> TASK PROMPT
If a line contains "Target: dark hair", it is the last one to write out; begin with the first line of the records and copy each exactly.

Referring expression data
• • •
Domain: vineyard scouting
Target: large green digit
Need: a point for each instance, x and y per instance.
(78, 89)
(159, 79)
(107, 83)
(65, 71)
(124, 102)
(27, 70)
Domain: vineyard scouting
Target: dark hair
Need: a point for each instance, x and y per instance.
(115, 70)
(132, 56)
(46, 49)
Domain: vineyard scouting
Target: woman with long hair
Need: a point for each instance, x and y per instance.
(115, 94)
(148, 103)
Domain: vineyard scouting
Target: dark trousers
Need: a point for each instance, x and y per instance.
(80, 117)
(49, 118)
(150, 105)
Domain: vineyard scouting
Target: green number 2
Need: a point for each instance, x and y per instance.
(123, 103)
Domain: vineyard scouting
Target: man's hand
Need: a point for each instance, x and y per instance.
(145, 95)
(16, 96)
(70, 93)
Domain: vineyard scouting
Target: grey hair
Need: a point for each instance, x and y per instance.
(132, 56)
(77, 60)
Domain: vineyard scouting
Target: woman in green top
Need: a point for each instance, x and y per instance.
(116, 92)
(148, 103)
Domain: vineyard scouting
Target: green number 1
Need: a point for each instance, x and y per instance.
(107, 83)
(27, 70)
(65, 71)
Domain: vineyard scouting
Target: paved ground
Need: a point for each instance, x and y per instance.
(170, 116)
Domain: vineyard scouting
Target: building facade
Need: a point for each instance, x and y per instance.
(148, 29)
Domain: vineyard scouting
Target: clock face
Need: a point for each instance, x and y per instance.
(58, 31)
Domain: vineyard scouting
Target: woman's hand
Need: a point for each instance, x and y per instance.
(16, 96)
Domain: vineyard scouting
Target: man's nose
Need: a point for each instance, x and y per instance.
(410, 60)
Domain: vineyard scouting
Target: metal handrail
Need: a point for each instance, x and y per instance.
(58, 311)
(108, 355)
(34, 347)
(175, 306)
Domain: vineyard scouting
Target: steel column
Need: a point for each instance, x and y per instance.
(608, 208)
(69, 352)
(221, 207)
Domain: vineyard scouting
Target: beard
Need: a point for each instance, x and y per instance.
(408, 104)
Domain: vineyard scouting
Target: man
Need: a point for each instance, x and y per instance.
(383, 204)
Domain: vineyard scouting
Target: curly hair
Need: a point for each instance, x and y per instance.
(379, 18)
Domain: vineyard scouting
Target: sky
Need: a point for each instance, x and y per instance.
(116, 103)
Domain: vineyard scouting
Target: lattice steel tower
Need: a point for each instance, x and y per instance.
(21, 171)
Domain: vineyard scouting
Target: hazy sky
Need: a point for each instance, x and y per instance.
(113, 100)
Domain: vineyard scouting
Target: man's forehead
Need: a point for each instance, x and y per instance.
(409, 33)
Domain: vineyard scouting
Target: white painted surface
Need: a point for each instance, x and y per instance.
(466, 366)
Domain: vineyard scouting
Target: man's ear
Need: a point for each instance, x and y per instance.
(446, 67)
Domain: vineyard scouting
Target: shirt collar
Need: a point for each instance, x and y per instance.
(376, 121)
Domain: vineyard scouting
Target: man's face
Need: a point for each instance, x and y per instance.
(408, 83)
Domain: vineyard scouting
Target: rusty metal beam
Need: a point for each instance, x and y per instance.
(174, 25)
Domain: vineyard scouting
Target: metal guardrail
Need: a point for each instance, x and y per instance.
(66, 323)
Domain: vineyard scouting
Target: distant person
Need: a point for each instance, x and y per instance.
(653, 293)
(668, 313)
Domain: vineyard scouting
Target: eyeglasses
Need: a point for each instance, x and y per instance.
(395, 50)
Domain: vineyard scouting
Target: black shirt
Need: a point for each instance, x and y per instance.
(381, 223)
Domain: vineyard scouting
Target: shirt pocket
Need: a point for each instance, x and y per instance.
• • •
> SOLUTION BELOW
Domain: vineyard scouting
Target: large green digit
Need: a point for each instance, x and y per instance.
(78, 89)
(159, 79)
(107, 83)
(65, 71)
(124, 102)
(27, 70)
Domain: vineyard scouting
Target: dark hair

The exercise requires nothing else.